Please repeat all of the listing exactly.

(Pointing records)
++++

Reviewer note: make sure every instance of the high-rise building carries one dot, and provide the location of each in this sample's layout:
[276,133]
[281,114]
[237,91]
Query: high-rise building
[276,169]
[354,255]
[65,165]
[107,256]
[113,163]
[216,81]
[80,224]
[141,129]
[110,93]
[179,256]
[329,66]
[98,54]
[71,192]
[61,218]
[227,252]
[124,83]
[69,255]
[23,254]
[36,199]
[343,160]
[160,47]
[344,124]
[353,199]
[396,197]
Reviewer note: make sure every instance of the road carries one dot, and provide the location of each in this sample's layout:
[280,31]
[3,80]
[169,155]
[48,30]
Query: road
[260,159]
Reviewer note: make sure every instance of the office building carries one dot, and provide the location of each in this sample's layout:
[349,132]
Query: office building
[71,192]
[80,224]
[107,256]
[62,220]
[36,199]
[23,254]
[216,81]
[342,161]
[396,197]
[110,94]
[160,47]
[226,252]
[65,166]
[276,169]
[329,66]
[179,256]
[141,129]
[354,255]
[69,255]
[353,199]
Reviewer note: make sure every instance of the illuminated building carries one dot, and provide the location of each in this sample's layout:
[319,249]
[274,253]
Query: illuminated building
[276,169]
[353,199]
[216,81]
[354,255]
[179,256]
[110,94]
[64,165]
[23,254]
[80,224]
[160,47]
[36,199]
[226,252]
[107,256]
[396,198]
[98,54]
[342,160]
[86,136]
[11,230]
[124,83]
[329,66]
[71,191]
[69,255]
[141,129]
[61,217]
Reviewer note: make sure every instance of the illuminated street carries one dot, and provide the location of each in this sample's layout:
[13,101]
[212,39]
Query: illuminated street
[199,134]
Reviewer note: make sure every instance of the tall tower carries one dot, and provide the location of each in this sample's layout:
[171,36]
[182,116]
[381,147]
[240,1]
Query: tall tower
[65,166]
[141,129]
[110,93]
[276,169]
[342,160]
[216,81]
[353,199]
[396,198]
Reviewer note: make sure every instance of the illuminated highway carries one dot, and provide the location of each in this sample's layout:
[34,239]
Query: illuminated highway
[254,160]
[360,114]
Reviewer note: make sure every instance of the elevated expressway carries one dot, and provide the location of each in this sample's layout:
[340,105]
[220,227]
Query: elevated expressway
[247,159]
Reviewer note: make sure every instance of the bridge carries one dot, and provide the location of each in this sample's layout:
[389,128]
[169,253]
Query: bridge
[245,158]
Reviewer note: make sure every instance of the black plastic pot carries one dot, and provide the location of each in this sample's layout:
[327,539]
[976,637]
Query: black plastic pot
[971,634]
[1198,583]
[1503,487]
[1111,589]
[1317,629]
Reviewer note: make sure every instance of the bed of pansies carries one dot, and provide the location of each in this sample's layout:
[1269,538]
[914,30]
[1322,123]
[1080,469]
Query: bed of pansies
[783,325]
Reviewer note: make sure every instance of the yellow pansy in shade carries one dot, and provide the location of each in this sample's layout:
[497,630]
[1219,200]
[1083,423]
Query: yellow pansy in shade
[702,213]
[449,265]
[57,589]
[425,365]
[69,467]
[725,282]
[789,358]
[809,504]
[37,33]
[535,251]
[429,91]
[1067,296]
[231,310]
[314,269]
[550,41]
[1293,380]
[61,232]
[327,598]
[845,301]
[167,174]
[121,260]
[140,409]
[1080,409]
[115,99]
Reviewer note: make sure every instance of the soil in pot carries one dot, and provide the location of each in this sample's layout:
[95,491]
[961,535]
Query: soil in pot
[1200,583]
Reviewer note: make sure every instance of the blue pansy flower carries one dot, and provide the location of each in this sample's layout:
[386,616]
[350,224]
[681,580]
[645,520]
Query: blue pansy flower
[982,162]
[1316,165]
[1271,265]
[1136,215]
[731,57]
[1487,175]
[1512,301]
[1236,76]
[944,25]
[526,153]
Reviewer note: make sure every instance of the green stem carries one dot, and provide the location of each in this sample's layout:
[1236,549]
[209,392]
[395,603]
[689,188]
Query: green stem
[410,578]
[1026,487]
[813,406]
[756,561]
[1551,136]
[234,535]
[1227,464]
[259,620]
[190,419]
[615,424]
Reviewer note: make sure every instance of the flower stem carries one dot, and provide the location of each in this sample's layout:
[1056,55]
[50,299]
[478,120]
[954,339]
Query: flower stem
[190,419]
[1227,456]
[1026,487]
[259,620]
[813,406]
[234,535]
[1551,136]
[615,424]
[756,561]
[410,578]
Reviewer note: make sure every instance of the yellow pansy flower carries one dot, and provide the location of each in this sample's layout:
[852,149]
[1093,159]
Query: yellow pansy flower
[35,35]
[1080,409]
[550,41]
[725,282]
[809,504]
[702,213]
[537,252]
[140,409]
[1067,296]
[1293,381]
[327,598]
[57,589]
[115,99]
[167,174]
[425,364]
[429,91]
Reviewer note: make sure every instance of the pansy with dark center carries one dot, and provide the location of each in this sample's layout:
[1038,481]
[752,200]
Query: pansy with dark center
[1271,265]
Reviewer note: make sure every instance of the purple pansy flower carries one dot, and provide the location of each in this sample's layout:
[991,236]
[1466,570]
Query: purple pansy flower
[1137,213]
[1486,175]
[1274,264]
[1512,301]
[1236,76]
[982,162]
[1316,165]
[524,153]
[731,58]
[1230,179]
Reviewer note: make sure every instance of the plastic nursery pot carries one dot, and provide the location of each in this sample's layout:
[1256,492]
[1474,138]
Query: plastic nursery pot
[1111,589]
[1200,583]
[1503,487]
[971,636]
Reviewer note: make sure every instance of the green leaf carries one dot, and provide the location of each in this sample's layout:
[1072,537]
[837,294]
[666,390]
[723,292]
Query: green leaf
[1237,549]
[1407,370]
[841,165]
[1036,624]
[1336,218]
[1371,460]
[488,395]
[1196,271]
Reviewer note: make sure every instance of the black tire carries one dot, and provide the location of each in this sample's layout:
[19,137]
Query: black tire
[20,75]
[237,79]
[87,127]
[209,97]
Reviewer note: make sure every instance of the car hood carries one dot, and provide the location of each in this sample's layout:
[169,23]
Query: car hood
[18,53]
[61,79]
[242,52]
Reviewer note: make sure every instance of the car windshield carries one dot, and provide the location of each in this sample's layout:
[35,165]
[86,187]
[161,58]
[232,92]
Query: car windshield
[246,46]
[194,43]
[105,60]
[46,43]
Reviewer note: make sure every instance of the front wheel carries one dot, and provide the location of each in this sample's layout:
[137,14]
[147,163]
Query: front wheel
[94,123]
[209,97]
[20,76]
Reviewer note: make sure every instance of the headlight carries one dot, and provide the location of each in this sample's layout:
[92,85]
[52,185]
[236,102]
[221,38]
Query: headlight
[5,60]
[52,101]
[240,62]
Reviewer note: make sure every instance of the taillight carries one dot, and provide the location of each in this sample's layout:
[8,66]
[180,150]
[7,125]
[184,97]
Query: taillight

++++

■ FINAL RESULT
Reviewer note: make sure every instance of the high-rise building carries one dot, and provide the location of each in this sample's layout:
[276,133]
[281,114]
[237,91]
Query: high-rise building
[276,169]
[354,255]
[65,165]
[107,256]
[113,163]
[216,81]
[80,224]
[141,129]
[110,93]
[179,256]
[329,66]
[98,54]
[71,192]
[61,218]
[227,252]
[124,83]
[69,255]
[23,254]
[36,199]
[343,160]
[160,47]
[344,124]
[353,199]
[396,197]
Reviewer note: make sure every instance of the road carries one dot, and provide the location of each in this sample's layout:
[280,31]
[3,80]
[169,155]
[48,30]
Query: road
[260,159]
Reviewer note: make sure every instance of the office building carries one dot, and provide the location of each in this sample's layout:
[349,132]
Query: office building
[71,192]
[80,224]
[107,256]
[62,220]
[36,199]
[23,254]
[216,81]
[342,161]
[396,197]
[110,94]
[160,47]
[226,252]
[65,166]
[276,169]
[329,66]
[179,256]
[141,129]
[354,255]
[69,255]
[353,199]
Reviewer note: make sure every instance of the illuminated building carries one dot, and provide the location of each in this sample's layout:
[319,249]
[274,253]
Query: illuminated building
[276,169]
[353,199]
[216,81]
[354,255]
[179,256]
[110,94]
[64,165]
[23,254]
[80,224]
[160,47]
[36,199]
[226,252]
[107,256]
[396,198]
[98,54]
[342,160]
[86,136]
[11,230]
[124,83]
[329,66]
[71,191]
[69,255]
[141,129]
[61,217]
Reviewer note: make sure every instance of the illuminated street carries one dot, and provide the location of each in this sample's layout:
[13,101]
[212,39]
Query: illuminated street
[199,134]
Reviewer note: make sure every instance of the tall tower carries one dot, and provide the location of each in this sample's layout:
[171,36]
[182,116]
[381,147]
[240,1]
Query: tall tower
[65,166]
[141,129]
[110,93]
[276,169]
[342,160]
[216,81]
[353,199]
[396,198]
Reviewer note: make sure every instance of the illuminated highway carries one dot, and provide the location of each in this sample's layout:
[34,239]
Query: illuminated highway
[254,160]
[360,114]
Reviewer note: make sure every instance of the elevated expressway carries one dot, and provide the location of each in this sample's layout:
[340,105]
[220,227]
Query: elevated expressway
[247,159]
Reviewer note: make sure every instance of the bridge carries one dot, and provide the location of each in this sample's layout:
[389,128]
[169,253]
Query: bridge
[245,158]
Reviewer note: make sure every instance of the black plastic pot carries one dot, and provide the location of each in this sample's layout:
[327,539]
[976,637]
Query: black plastic pot
[971,634]
[1198,583]
[1503,487]
[1111,589]
[1317,629]
Reviewer note: make sure every instance of the bed of pansies carries one dot, and provide the location of each in this sample's layout:
[1269,538]
[914,30]
[1322,123]
[1080,469]
Query: bed of pansies
[783,325]
Reviewer note: make sure every instance of the yellow pansy in shade carries one dot, and provide the location of each in this sample's layout:
[497,630]
[1219,200]
[1083,423]
Query: yellow pansy in shade
[702,213]
[449,265]
[57,589]
[425,365]
[69,467]
[725,282]
[789,358]
[809,504]
[37,33]
[535,251]
[429,91]
[1067,296]
[231,310]
[314,269]
[550,41]
[1293,380]
[61,232]
[327,598]
[845,301]
[167,174]
[121,260]
[140,409]
[1080,409]
[115,99]
Reviewer note: make sure every instance of the soil in pot carries one dot, and provide the location of each in this sample's layout:
[95,491]
[961,535]
Query: soil in pot
[1200,583]
Reviewer note: make sure every instance of the blue pansy flower carries one dot, and provide the location of each in this sample's layout:
[386,616]
[350,224]
[681,580]
[645,520]
Query: blue pansy flower
[982,162]
[1316,165]
[1271,265]
[1136,215]
[731,57]
[1487,175]
[1512,301]
[1236,76]
[944,25]
[526,153]
Reviewer note: make sure every instance of the green stem carries one dot, and provide the location of each in this sample's layout:
[1236,549]
[209,392]
[395,603]
[689,188]
Query: green stem
[410,578]
[1026,487]
[813,406]
[756,561]
[1551,136]
[234,535]
[1227,464]
[259,620]
[190,419]
[615,424]
Reviewer note: make sure every instance of the flower stem carries one dot, and provide the location of each in this sample's layout:
[1056,55]
[50,299]
[478,120]
[954,339]
Query: flower stem
[190,419]
[1227,456]
[1026,487]
[259,620]
[813,406]
[234,535]
[1551,136]
[615,424]
[756,561]
[410,578]
Reviewer note: make sure every instance of the yellow pansy flower carries one dot, and provide the location of each in this sample's layout:
[852,149]
[1093,159]
Query: yellow pansy flower
[35,35]
[1080,409]
[550,41]
[725,282]
[809,504]
[702,213]
[537,252]
[140,409]
[1067,296]
[1293,381]
[327,598]
[57,589]
[115,99]
[167,174]
[425,364]
[429,91]
Reviewer note: make sure every instance of the pansy with dark center carries one dot, and provide the location of each in this sample's layout:
[1038,481]
[752,200]
Query: pansy with dark center
[1271,265]
Reviewer note: make sure every instance of the purple pansy flower carries one dot, and provide the location of each in this sample's layout:
[991,236]
[1466,570]
Query: purple pansy flower
[1137,213]
[1486,175]
[1274,264]
[1512,301]
[1236,76]
[982,162]
[1316,165]
[524,153]
[731,58]
[1230,179]
Reviewer note: make sure every instance of the plastic nursery pot carries one dot, and provide the location of each in this sample's layout:
[1256,492]
[1474,138]
Query: plastic nursery pot
[1111,589]
[1200,583]
[1503,487]
[971,636]
Reviewer note: make sure every instance of the green leaf carries one dot, and provide the location of each in this sample's layout:
[1072,537]
[837,294]
[666,390]
[723,292]
Query: green leaf
[1237,549]
[1407,370]
[841,165]
[1036,624]
[1336,218]
[1371,460]
[488,395]
[1196,271]
Reviewer note: make sure every instance of the black tire carries one dot, and provide the location of each in this sample's layout:
[19,137]
Query: black tire
[20,75]
[237,79]
[87,127]
[209,97]
Reviewer note: make sure every instance of the car hood carries one dot, and provide the location of each in this sample's layout:
[169,23]
Query: car hood
[18,53]
[61,79]
[242,52]
Reviewer note: make sure every instance of the car windshield carries one dot, and provide the location of each in this sample's layout:
[35,165]
[86,187]
[161,58]
[232,92]
Query: car windshield
[246,46]
[194,43]
[105,60]
[46,43]
Reviewer note: make sure every instance of the front wheel carries one dot, and provide the location of each in this sample's layout:
[137,14]
[147,163]
Query: front wheel
[94,123]
[209,97]
[20,76]
Reviewer note: make sure every instance of the headlight carries one dot, and provide the location of each in this sample's layout:
[92,85]
[52,185]
[236,102]
[221,38]
Query: headlight
[5,60]
[52,101]
[240,62]
Reviewer note: make sure every instance of the taillight carries one dot, and provide the location of each in this sample's layout:
[8,66]
[180,150]
[7,125]
[184,97]
Query: taillight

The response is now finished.